[Start RECORDS SUPPLIED]

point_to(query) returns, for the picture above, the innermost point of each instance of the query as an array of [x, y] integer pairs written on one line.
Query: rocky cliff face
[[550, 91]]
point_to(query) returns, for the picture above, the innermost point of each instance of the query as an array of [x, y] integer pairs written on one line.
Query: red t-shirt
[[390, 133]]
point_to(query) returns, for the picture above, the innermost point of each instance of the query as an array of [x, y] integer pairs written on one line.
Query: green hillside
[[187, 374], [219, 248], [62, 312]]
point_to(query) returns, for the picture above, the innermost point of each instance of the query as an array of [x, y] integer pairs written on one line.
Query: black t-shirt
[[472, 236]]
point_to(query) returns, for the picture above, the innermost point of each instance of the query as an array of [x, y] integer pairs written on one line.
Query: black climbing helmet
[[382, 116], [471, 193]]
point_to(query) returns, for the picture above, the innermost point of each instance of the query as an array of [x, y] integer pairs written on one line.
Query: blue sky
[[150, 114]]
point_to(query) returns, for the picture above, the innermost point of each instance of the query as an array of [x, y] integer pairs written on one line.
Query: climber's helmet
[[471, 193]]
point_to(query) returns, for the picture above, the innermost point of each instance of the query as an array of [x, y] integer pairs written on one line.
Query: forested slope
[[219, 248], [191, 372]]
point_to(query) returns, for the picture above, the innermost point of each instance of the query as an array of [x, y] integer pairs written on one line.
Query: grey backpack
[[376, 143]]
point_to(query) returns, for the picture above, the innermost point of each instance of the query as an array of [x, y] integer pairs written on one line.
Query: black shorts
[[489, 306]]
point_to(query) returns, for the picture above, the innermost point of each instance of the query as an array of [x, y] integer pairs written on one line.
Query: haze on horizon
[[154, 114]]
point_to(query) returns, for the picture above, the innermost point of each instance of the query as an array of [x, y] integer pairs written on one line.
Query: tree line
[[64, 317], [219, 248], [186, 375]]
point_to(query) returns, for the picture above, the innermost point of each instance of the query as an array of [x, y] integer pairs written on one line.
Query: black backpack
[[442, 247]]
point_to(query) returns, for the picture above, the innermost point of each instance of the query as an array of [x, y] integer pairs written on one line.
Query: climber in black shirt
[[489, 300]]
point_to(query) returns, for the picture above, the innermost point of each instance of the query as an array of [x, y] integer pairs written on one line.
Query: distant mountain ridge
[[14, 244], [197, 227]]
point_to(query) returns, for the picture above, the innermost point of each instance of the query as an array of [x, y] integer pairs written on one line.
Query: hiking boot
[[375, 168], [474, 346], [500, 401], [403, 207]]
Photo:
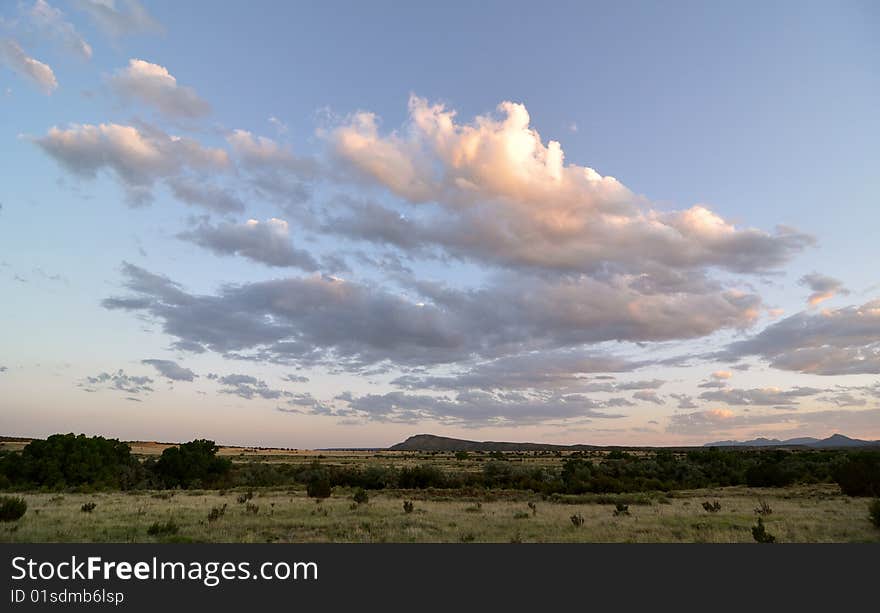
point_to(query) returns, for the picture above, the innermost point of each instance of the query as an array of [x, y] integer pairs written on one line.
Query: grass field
[[799, 514]]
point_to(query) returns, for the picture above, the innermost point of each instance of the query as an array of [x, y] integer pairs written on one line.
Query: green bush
[[216, 513], [859, 475], [319, 487], [874, 512], [193, 464], [12, 508], [760, 534], [68, 460], [163, 528]]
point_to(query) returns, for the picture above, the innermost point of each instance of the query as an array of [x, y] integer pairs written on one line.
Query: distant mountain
[[429, 442], [833, 441]]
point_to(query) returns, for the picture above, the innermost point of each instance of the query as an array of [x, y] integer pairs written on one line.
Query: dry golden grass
[[800, 514]]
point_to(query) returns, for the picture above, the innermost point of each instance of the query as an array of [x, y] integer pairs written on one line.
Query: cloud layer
[[136, 156], [267, 242]]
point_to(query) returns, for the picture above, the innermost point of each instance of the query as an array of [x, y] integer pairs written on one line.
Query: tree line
[[65, 461]]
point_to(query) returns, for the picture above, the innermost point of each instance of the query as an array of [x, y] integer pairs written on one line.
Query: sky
[[339, 224]]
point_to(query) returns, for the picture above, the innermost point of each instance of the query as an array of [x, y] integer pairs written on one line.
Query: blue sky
[[333, 224]]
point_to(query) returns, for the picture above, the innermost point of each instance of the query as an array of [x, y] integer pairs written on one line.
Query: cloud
[[248, 387], [506, 198], [120, 17], [844, 399], [17, 60], [171, 370], [119, 381], [767, 396], [476, 408], [564, 369], [267, 242], [831, 342], [723, 421], [274, 171], [138, 157], [648, 396], [685, 401], [326, 319], [280, 126], [153, 85], [207, 196], [51, 21], [823, 288]]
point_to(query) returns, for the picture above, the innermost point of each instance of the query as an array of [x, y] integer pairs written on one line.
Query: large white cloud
[[831, 342], [13, 56], [823, 287], [153, 85], [52, 22], [138, 156], [507, 198]]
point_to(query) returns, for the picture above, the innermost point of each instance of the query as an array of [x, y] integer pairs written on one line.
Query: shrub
[[217, 512], [319, 487], [860, 474], [193, 464], [68, 460], [874, 512], [760, 534], [12, 508], [163, 528]]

[End RECORDS SUPPLIED]

# WORK TO DO
Reproduce the entire listing with "innermost point" replaced by "central point" wherever it occurs, changing nothing else. Leave the pictures out.

# WRITTEN REPLY
point_to(query) returns, for the picture above, the central point of each instance of the query as an array of [x, y] integer pairs written on one line.
Query: rocky cliff face
[[550, 91]]
point_to(query) returns, for the picture above, the central point of each instance of the query as an array of [x, y] integer pairs written on one line.
Query: red t-shirt
[[390, 133]]
point_to(query) returns, for the picture above, the central point of each instance of the query as an array of [x, y] integer pairs written on one line.
Query: green hillside
[[187, 374], [219, 248], [62, 312]]
point_to(query) returns, for the picture above, the central point of each instance of the query as an array of [x, y] integer pairs written on one line.
Query: black t-shirt
[[472, 236]]
point_to(query) returns, for the picture above, the central point of each instance of the query as an array of [x, y] integer pairs written on one line.
Query: black climbing helmet
[[382, 116], [471, 193]]
point_to(query) returns, for the picture above, the central point of each instance of the query as an array of [x, y] integer pairs written on one line.
Query: blue sky
[[150, 114]]
point_to(query) returns, for the picture above, the central point of each instance of the query as an array of [x, y] integer pairs written on one line.
Query: climber's helmet
[[471, 193]]
point_to(query) returns, for the picture above, the central point of each instance of the query as an array of [x, y] integer pairs written on one line.
Query: forested slope
[[219, 248], [191, 372]]
point_to(query) returns, for the picture above, the central point of each instance of the query as an array of [x, y] integer pairs written on one line.
Query: grey backpack
[[376, 143]]
point_to(query) returns, for the picture above, the central point of each instance of the query as an array of [x, y] integer pairs written on one line.
Query: black shorts
[[489, 306]]
point_to(query) returns, for the picture above, the central point of each instance of the query as an array of [x, y] integer pairs written on one line.
Query: haze on horizon
[[154, 114]]
point_to(query) returns, for the picture above, the central point of each instance of the query as an array of [x, y] integer pairs written on one line.
Query: tree line
[[64, 317], [219, 248], [186, 375]]
point_to(query) returns, for the picture above, the central point of each instance of the query as an array of [x, y] integer pairs written on one line.
Query: black backpack
[[442, 247]]
point_to(query) returns, for the picture above, the central point of each instance of the query as an array of [x, y] integer pairs written on one line.
Query: climber in black shirt
[[489, 300]]
point_to(query) returns, for the picture above, the central point of each instance of the query as an array of [x, y] integer pairs written on one line.
Query: distant mountain ridge
[[14, 244], [197, 227]]
point_to(query) returns, for the picture above, the central point of each instance of the query as an array of [x, y] integer pairs written on one line.
Query: hiking boot
[[375, 168], [474, 346], [500, 401], [403, 207]]
Photo:
point_to(query) returns, for the picture above, the central point of each instance of the query as an array of [x, y] integer pairs written on one line.
Query: grass field
[[799, 514]]
point_to(query) returns, for the picture above, the central point of each instance of the query as an array of [x, y] integer pairs written on one line.
Query: green bush
[[216, 513], [859, 475], [319, 487], [874, 512], [193, 464], [12, 508], [760, 534], [68, 460], [163, 528]]
point_to(query) returns, for the picture above, the central point of each instance of the query as an array of [x, y] integer pairs written on one line.
Query: distant mountain
[[429, 442], [833, 441]]
point_to(query) returns, for the picture above, the central point of each instance of the query as an array of [x, y] integer pairs written on one line.
Query: dry golden grass
[[800, 514]]
point_to(query) returns, for the picture above, the central point of each instance of the query as an array of [x, y] integer pairs written on one line.
Query: cloud layer
[[136, 156], [267, 242]]
point_to(query) returns, for the picture above, the central point of each instance of the query as an array of [x, y] integer pairs written on one line.
Query: tree line
[[65, 461]]
point_to(query) returns, for the picture above, the central point of each instance of the query as an array of [x, y] integer pairs written on one line.
Query: sky
[[339, 224]]
point_to(query) returns, for the picture above, the central point of each instance of the query as an array of [x, y] integer pairs written on one line.
Query: blue sky
[[333, 224]]
point_to(query) returns, for the picture above, the central point of each instance of the query as an array of [x, y] integer pairs written on one line.
Query: cloud
[[248, 387], [506, 198], [120, 17], [844, 399], [17, 60], [171, 370], [119, 381], [767, 396], [476, 408], [564, 369], [267, 242], [831, 342], [723, 421], [274, 171], [138, 157], [648, 396], [685, 401], [326, 319], [280, 126], [153, 85], [207, 196], [51, 21], [823, 288]]
point_to(query) returns, for the picture above, the central point of each instance of the query as an array of [x, y] integer pairs written on one line.
Query: large white cloud
[[831, 342], [13, 56], [823, 287], [153, 85], [52, 22], [138, 156], [507, 198]]
point_to(query) returns, for the picture above, the central point of each instance of the query as an array of [x, y] integer pairs written on one line.
Query: shrub
[[217, 512], [319, 487], [860, 474], [193, 464], [68, 460], [874, 512], [760, 534], [12, 508], [163, 528]]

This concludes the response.